=== Prompt ===
When you respond, write out each entry exactly as it stands.

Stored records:

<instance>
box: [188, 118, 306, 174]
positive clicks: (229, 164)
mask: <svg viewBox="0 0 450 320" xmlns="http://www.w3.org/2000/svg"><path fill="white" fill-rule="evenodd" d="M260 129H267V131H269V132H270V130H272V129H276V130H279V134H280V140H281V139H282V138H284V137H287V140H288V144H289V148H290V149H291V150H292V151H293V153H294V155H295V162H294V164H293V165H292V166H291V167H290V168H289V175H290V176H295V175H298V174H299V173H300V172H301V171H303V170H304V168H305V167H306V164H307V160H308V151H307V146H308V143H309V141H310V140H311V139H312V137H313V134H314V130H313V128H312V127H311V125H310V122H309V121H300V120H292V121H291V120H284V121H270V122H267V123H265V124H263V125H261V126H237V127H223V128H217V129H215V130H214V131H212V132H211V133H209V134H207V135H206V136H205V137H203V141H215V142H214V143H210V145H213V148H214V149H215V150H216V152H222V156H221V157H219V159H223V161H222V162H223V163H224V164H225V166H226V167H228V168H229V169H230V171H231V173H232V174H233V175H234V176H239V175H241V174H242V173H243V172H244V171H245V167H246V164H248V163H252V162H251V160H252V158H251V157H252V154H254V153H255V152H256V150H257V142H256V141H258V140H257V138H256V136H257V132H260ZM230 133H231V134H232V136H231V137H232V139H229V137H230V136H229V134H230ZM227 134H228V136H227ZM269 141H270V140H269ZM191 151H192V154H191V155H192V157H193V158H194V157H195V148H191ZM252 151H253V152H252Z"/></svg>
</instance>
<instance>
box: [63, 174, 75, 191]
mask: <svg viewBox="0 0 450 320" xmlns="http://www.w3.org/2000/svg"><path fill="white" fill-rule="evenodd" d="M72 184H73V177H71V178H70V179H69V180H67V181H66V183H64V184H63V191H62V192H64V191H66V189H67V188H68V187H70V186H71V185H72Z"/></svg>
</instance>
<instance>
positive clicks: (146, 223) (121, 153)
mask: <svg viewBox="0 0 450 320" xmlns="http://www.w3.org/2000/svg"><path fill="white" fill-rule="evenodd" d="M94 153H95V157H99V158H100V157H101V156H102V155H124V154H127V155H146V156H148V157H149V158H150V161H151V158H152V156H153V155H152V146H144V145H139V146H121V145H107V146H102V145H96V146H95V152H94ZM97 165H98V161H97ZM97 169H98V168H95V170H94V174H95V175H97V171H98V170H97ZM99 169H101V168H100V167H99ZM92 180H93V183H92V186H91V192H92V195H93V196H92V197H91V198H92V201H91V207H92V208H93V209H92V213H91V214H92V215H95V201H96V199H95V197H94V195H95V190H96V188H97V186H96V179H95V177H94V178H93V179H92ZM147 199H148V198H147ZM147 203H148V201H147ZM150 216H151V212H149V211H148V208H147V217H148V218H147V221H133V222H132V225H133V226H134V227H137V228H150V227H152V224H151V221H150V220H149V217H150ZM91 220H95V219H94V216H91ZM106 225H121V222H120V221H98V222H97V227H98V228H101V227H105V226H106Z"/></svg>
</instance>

=== Solution ===
<instance>
box: [188, 118, 306, 174]
positive clicks: (229, 164)
mask: <svg viewBox="0 0 450 320" xmlns="http://www.w3.org/2000/svg"><path fill="white" fill-rule="evenodd" d="M260 129H267V131H269V132H270V130H272V129H276V130H279V134H280V140H281V139H282V138H284V137H287V140H288V144H289V148H290V149H291V150H292V151H293V153H294V155H295V162H294V164H293V165H292V166H291V167H290V168H289V175H290V176H295V175H298V174H299V173H300V172H301V171H303V170H304V168H305V167H306V164H307V160H308V151H307V146H308V143H309V141H310V140H311V139H312V137H313V134H314V130H313V128H312V127H311V125H310V122H309V121H300V120H292V121H291V120H284V121H270V122H267V123H265V124H263V125H261V126H237V127H223V128H217V129H215V130H214V131H212V132H211V133H209V134H207V135H206V136H205V137H203V141H215V142H214V143H210V145H213V148H214V149H215V150H216V152H222V156H221V157H219V159H223V161H222V162H223V163H224V164H225V166H226V167H228V168H229V169H230V171H231V173H232V174H233V175H234V176H239V175H241V174H242V173H243V172H244V171H245V167H246V164H248V163H252V162H251V160H252V158H251V157H252V154H254V153H255V152H256V150H257V142H256V141H258V140H257V138H256V136H257V132H260ZM230 133H231V134H232V136H231V137H232V139H229V137H230V136H229V134H230ZM227 134H228V136H227ZM269 141H270V140H269ZM191 151H192V154H191V155H192V157H193V158H194V157H195V148H191ZM252 151H253V152H252Z"/></svg>
</instance>
<instance>
box: [63, 174, 75, 191]
mask: <svg viewBox="0 0 450 320" xmlns="http://www.w3.org/2000/svg"><path fill="white" fill-rule="evenodd" d="M72 184H73V177H71V178H70V179H69V180H67V181H66V183H64V184H63V191H62V192H64V191H66V189H67V188H68V187H70V186H71V185H72Z"/></svg>
</instance>
<instance>
positive clicks: (146, 223) (121, 153)
mask: <svg viewBox="0 0 450 320" xmlns="http://www.w3.org/2000/svg"><path fill="white" fill-rule="evenodd" d="M94 153H95V157H99V158H100V157H101V156H102V155H124V154H127V155H146V156H148V157H149V158H150V161H151V158H152V156H153V155H152V146H144V145H139V146H121V145H107V146H102V145H96V146H95V152H94ZM97 165H98V161H97ZM97 169H98V168H95V170H94V174H95V175H97V171H98V170H97ZM99 169H101V168H100V167H99ZM92 180H93V183H92V186H91V192H92V195H93V196H92V197H91V198H92V201H91V207H92V208H93V209H92V213H91V214H92V215H95V201H96V199H95V197H94V195H95V190H96V188H97V186H96V179H95V177H94V178H93V179H92ZM147 199H148V198H147ZM147 203H148V201H147ZM150 216H151V212H149V211H148V208H147V217H148V218H147V221H133V222H132V225H133V226H134V227H137V228H150V227H152V224H151V221H150V220H149V217H150ZM91 220H95V219H94V216H91ZM106 225H121V222H120V221H98V222H97V227H98V228H101V227H105V226H106Z"/></svg>
</instance>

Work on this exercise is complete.